Rewrite the paragraph of the thread below that begins "Yes, it's not easy to be productive" as a short bulleted list, keeping its main facts.

START EXTRACT

Ask HN: Are you able to actually get work done? If so, how? - exotree
I’m a WFH veteran, and I am even struggling to stay focused. The mental health toll from the news and rapid change has been a bit overwhelming, and it’s difficult to ignore the daily updates given that I work in tech. It’s increasingly feeling like a grind to keep going. Am I the only one feeling this way?
======
tartoran
Yes, it’s not easy to be productive with the current events unfolding into
unknown directions(pandemic, financial, food, wfh, etc). I am not a WFH
veteran and only recently started to work form home and so far I dont find it
too easy. I’d say if I put in 3-4 hours of solid work I’d call it a day. If I
happen to put in 8 consecutive hours of work, next day is ok to do less and
relax more. I worked from home in the past and I found it to be horrible until
I discovered that if i went to a public space like a Starbucks or other cafe
things were a lot more bearable. Not sure how long this pandemic situation
will last but Im already thinking I’ll be less productive than in the office
because I have more privacy there than at home. I have a 2 year old so im
kindof getting a break when not at home.

Also we live in a tiny one bedroom apt in NYC. Setup kindof sucks but it is
what it is. I dont even have any external monitor so I struggle on a 14”
lenovo laptop. The situation caught me completely unprepared...

------
exolymph
I haven't gotten a damn thing done in about a week. You're not alone.

END EXTRACT
START PROVIDED DATA

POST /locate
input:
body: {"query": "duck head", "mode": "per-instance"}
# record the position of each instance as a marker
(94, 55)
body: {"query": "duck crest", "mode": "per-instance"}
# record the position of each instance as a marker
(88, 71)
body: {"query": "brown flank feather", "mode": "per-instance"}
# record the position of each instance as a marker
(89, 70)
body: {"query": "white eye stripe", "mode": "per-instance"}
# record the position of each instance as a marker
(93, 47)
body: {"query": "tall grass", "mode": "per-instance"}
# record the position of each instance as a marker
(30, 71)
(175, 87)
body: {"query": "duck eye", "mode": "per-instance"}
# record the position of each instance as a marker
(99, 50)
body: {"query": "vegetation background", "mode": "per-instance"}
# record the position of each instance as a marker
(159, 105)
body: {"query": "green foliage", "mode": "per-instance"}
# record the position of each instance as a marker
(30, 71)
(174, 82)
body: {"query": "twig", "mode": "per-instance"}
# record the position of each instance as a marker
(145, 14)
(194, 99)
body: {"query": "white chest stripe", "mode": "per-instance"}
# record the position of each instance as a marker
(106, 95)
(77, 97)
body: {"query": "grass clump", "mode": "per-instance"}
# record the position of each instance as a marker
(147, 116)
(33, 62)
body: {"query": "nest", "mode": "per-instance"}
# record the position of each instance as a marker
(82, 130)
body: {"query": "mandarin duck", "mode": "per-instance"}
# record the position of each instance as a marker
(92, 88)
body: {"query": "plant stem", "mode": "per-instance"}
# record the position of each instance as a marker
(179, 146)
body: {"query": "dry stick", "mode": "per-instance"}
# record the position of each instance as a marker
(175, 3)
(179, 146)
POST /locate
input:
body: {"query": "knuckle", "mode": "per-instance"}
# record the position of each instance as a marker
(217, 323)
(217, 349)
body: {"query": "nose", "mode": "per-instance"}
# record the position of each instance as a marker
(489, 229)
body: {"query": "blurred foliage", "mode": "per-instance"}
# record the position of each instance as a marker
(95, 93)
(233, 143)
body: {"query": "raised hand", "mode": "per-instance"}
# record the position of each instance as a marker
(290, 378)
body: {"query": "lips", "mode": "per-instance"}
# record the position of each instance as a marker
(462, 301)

END PROVIDED DATA

### RESPONSE TO THIS EXERCISE
- Staying productive is hard while current events unfold in unknown directions: pandemic, financial, food, and working from home.
- The writer is not a work-from-home veteran, only recently started working from home, and hasn't found it easy so far.
- Three to four hours of solid work is enough to call it a day. After eight consecutive hours, doing less and relaxing more the next day is fine.
- Working from home in the past felt horrible until going to a public space such as a Starbucks or another cafe made it much more bearable.
- The writer expects to be less productive than in the office because the office offers more privacy than home.
- With a two-year-old at home, being away from home works as a break.